# Advance, Breakthrough, or SW MSA?



## OilBased (Feb 10, 2016)

I'm doing about 200 ft of installed primed poplar base and about 8 doors... I'm going to be spraying airless FFT. 

Last job used ProClassic acrylic and was underwhelmed. Sheen was not what I was expecting.

Looking for opinions on Advance vs Breakthrough (50 is all I can get) vs SW multi surface acrylic...

It's an addition and I'm trying to get roughly close to SW proclassic alkyd in satin.

Thanks!


Sent from my iPhone using Tapatalk


----------



## jacob33 (Jun 2, 2009)

Advanced. Or proclassic hybid is fairly close to the alkyd. Not the acrylic like you used its terrible but the acrylic/alkyd. They have three proclassics


----------



## OilBased (Feb 10, 2016)

Thanks. I was leaning Advance because it does seem like it will be easier to dial in (smaller learning curve than the others I mentioned). It's a white so the cure time should be better???

The ProClassic alkyd looks fantastic, but I'm looking to make my clean up easier.


Sent from my iPhone using Tapatalk


----------



## DynaPLLC (Oct 25, 2013)

I find Breakthrough satin to be too shiny for my taste. Not sure if it's gonna lose some over time...I tried the SW MSA in eggshell and it's the perfect sheen for cabinetry and trim/doors....at least in my opinion....

I have to use semi gloss on the next job so I'll see how shiny MSA truly is in that sheen compared to other products.


----------



## DynaPLLC (Oct 25, 2013)

By the way, Breakthrough and Advance have a learning curve...I've got Advance down pretty good but stopped using it cuz it's a soft paint ...I'm still working on Breakthrough (different techniques etc) to get the best out of it.

MSA is more forgiving


----------



## lilpaintchic (Jul 9, 2014)

The alkyd (hybrid) IS fantastic. And quick recoat time as well...and the clean up isn't bad either. I just use a little "dawn" dish soap. Might be overkill even. They say just water through the airless, I just don't trust it. So I use dawn and warm (or hot) water. No problem.

• _Goal of the exercise_
Carry on the forum thread about choosing Advance, Breakthrough, or SW MSA for trim and doors, picking up after its last post. The records have no connection to the paint thread above.

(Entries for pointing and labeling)

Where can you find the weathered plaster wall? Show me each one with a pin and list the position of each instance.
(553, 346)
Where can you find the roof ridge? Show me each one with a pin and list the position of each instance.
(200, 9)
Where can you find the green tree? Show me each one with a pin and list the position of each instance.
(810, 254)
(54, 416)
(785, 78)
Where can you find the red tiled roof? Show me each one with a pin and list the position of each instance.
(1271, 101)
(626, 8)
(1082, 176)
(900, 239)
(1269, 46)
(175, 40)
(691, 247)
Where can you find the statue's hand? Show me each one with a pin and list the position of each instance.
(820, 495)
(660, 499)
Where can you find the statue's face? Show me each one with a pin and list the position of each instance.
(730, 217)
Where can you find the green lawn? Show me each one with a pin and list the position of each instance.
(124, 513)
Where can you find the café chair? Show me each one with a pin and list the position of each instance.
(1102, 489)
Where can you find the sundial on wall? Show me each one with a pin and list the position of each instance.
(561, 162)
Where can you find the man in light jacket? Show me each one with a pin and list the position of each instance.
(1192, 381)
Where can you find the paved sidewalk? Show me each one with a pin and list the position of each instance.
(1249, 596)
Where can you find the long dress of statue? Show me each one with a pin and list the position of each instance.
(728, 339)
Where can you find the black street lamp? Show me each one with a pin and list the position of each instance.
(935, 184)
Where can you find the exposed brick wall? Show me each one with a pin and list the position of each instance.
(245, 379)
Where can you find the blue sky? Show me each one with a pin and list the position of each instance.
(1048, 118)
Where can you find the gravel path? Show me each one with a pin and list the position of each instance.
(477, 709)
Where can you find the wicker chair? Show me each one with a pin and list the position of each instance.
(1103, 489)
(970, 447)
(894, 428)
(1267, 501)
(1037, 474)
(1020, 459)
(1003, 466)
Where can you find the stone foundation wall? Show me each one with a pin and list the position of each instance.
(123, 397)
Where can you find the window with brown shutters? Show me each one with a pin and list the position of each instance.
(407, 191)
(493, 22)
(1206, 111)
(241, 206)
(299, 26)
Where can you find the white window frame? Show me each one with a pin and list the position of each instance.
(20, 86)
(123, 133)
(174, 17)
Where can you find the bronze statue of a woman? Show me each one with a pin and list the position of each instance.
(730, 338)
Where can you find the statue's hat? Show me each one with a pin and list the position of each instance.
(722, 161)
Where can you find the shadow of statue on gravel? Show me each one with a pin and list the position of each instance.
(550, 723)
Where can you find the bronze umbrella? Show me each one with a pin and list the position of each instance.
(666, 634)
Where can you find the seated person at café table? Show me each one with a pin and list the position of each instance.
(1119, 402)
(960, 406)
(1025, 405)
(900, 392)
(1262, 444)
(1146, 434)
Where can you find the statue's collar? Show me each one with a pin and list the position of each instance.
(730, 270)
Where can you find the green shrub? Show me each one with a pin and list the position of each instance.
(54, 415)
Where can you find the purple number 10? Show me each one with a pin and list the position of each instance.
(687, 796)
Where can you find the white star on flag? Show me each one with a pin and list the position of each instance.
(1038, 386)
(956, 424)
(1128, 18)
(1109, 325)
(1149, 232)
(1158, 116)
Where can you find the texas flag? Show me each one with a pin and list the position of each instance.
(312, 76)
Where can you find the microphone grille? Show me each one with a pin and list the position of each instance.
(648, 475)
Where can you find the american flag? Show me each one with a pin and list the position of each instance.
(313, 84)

• _Exercise answer_
----------



## Damon T (Nov 22, 2008)

DynaPLLC said:


> I find Breakthrough satin to be too shiny for my taste. Not sure if it's gonna lose some over time...I tried the SW MSA in eggshell and it's the perfect sheen for cabinetry and trim/doors....at least in my opinion....
> 
> I have to use semi gloss on the next job so I'll see how shiny MSA truly is in that sheen compared to other products.




The BT satin is not very shiny IMO. I think it's rated 20-25 gloss level at 60 degrees. 
The Advance satin is 25-32 I think. Definitely higher. Still not too shiny. 
Of course darker colors tend to look shinier.


----------



## DynaPLLC (Oct 25, 2013)

Damon, you're right on the percentages, but truth is, BT satin is more like a semi gloss in my opinion(at least the gallons I got lately).

Current job i'm wrapping up in a couple days, I have the back of the cabinet doors done in Breakthrough and the front and sides in pro industrial. I'll post a picture tomorrow for reference. 
It's either the horrible luck I had with Breakthrough lately with a bad batch or something else. I'm familiar with Advance satin cuz that's the sheen we use 90% of the time, but Advance satin isn't nearly as shiny as the BT I sprayed lately. And we're talking about whites and off whites. 

I might be wrong though...


----------



## OilBased (Feb 10, 2016)

I would love to see any pics with sheen. I appreciate all the info.


Sent from my iPhone using Tapatalk


----------



## Gurnoe (Sep 5, 2015)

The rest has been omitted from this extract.